■ WORK TO BE COMPLETED ■
Nothing in the listing may change. Repeat all of it.

■ INPUT DATA ■
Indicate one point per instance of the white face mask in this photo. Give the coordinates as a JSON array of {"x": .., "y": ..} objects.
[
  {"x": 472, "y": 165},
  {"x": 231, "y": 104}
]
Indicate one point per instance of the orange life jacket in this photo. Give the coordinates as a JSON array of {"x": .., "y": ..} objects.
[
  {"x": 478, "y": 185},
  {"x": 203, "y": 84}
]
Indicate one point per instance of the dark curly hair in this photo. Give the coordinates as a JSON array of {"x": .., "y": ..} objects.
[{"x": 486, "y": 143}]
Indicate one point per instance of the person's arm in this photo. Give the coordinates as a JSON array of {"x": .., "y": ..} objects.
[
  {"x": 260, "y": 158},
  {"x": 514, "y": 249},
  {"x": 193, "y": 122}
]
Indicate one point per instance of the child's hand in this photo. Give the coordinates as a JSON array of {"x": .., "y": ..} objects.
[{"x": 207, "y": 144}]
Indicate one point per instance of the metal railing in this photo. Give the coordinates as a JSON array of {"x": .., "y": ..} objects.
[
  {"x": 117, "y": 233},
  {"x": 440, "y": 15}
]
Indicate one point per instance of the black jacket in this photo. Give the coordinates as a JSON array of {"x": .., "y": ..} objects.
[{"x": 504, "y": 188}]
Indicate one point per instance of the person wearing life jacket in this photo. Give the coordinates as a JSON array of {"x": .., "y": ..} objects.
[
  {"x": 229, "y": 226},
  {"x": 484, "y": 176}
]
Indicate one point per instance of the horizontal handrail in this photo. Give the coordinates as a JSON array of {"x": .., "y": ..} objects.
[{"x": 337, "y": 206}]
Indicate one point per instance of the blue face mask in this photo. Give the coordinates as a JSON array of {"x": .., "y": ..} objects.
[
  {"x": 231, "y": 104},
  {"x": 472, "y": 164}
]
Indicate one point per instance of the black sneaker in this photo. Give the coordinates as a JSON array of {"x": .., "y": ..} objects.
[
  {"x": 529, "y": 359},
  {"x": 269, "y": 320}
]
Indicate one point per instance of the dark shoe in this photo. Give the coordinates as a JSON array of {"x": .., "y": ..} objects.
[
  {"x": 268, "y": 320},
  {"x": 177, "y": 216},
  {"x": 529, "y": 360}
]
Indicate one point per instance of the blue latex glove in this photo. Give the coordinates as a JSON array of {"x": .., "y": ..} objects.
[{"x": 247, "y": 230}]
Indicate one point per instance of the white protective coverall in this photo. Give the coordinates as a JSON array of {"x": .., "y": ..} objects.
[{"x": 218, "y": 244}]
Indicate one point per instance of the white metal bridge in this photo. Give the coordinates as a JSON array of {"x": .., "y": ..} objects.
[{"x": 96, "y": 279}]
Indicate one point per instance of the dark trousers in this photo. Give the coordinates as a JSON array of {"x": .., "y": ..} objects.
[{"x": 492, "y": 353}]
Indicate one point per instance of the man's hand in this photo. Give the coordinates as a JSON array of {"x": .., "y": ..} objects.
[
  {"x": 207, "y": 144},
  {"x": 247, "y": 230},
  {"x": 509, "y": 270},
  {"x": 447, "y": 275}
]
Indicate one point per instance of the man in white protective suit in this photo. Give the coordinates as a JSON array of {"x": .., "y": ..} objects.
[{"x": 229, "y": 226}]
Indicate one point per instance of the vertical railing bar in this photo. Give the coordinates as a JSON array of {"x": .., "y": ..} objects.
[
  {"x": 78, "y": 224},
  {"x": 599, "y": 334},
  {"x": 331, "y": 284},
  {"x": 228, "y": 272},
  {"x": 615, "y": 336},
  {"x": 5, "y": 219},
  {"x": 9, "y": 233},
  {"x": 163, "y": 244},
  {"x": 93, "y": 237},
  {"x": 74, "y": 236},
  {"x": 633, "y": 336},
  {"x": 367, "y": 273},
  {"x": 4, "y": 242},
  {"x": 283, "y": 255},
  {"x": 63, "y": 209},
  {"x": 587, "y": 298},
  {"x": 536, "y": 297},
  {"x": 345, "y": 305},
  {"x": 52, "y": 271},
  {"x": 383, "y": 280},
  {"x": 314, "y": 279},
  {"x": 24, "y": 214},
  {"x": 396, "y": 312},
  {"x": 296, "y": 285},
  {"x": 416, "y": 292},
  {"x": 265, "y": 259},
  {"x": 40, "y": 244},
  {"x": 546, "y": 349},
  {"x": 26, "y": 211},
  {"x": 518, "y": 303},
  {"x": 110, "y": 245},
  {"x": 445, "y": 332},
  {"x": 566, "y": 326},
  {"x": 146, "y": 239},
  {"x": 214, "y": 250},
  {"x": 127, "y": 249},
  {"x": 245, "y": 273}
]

■ RESULT FOR THIS EXERCISE ■
Indicate one point per instance of the white face mask in this photo. Give the coordinates as a JSON array of {"x": .., "y": ..} objects.
[
  {"x": 472, "y": 165},
  {"x": 231, "y": 104}
]
Indicate one point per instance of the orange life jacket in this photo. Give the coordinates as a JSON array of {"x": .., "y": ..} objects.
[
  {"x": 478, "y": 185},
  {"x": 203, "y": 84}
]
Indicate one point per instance of the dark curly hair in this photo. Give the coordinates as a JSON array of {"x": .., "y": ..} objects.
[{"x": 486, "y": 143}]
Indicate one point per instance of the person's arm in this photo. Give the coordinates as a JSON array of {"x": .., "y": ..} objects.
[
  {"x": 260, "y": 158},
  {"x": 514, "y": 249},
  {"x": 193, "y": 122}
]
Indicate one point per instance of the child's hand in this photo. Give the coordinates as a JSON array of {"x": .., "y": ..} objects.
[{"x": 207, "y": 144}]
Indicate one point per instance of the metal railing in this photo. Give the coordinates as a JSON array of {"x": .., "y": ..} objects.
[
  {"x": 117, "y": 233},
  {"x": 440, "y": 15}
]
Indicate one point per instance of the black jacket in this photo. Give the coordinates as a JSON array of {"x": .., "y": ..} objects.
[{"x": 504, "y": 188}]
Indicate one point per instance of the person wearing life jacket in this photo. Give the coordinates as a JSON array of {"x": .., "y": ..} objects.
[
  {"x": 229, "y": 226},
  {"x": 484, "y": 176}
]
Indicate one point per instance of the horizontal handrail in this photo. Give the coordinates as a JSON array of {"x": .., "y": ..} objects.
[{"x": 337, "y": 206}]
Indicate one point per instance of the blue face mask in this photo. Give the coordinates as a JSON array of {"x": .., "y": ..} objects.
[
  {"x": 231, "y": 104},
  {"x": 472, "y": 164}
]
Indicate one point per instance of the black sneaker in this photo. Give the coordinates as a JSON array of {"x": .., "y": ..} objects.
[
  {"x": 529, "y": 359},
  {"x": 269, "y": 320}
]
Indicate one point per instance of the dark shoe in this photo. Give the coordinates as a JSON array of {"x": .., "y": ..} objects.
[
  {"x": 268, "y": 320},
  {"x": 177, "y": 216},
  {"x": 529, "y": 360}
]
Indicate one point per instance of the blue latex glove in this photo. Give the coordinates as a JSON array of {"x": .., "y": ..} objects.
[{"x": 247, "y": 230}]
Indicate one point per instance of the white protective coverall in this photo. Give the coordinates as a JSON array of {"x": .., "y": ..} objects.
[{"x": 218, "y": 244}]
Indicate one point per instance of the white metal bridge in this photo. Give the coordinates as a JSON array of {"x": .., "y": ..} objects.
[{"x": 96, "y": 279}]
Indicate one point per instance of the dark trousers in this photo. Give the coordinates as a JSON array of {"x": .., "y": ..} objects.
[{"x": 492, "y": 353}]
Indicate one point per instance of the man's hand in this photo. Give the coordinates as a JSON array of {"x": .., "y": ..} objects.
[
  {"x": 207, "y": 144},
  {"x": 247, "y": 230},
  {"x": 509, "y": 270},
  {"x": 447, "y": 275}
]
Indicate one point per instance of the man in white protective suit in this photo. Give the coordinates as a JSON array of {"x": .., "y": ..} objects.
[{"x": 229, "y": 226}]
Indicate one point per instance of the vertical railing bar in this photo. Give the coordinates as a JSON array of {"x": .., "y": ..} objects.
[
  {"x": 78, "y": 224},
  {"x": 599, "y": 334},
  {"x": 331, "y": 284},
  {"x": 228, "y": 272},
  {"x": 615, "y": 336},
  {"x": 5, "y": 219},
  {"x": 9, "y": 233},
  {"x": 163, "y": 244},
  {"x": 93, "y": 237},
  {"x": 74, "y": 236},
  {"x": 633, "y": 336},
  {"x": 367, "y": 273},
  {"x": 4, "y": 242},
  {"x": 283, "y": 255},
  {"x": 63, "y": 209},
  {"x": 587, "y": 298},
  {"x": 536, "y": 297},
  {"x": 345, "y": 305},
  {"x": 52, "y": 271},
  {"x": 383, "y": 280},
  {"x": 314, "y": 279},
  {"x": 24, "y": 214},
  {"x": 396, "y": 312},
  {"x": 296, "y": 285},
  {"x": 416, "y": 292},
  {"x": 265, "y": 259},
  {"x": 40, "y": 244},
  {"x": 546, "y": 349},
  {"x": 26, "y": 211},
  {"x": 518, "y": 303},
  {"x": 110, "y": 245},
  {"x": 445, "y": 332},
  {"x": 566, "y": 326},
  {"x": 146, "y": 239},
  {"x": 214, "y": 250},
  {"x": 127, "y": 249},
  {"x": 245, "y": 273}
]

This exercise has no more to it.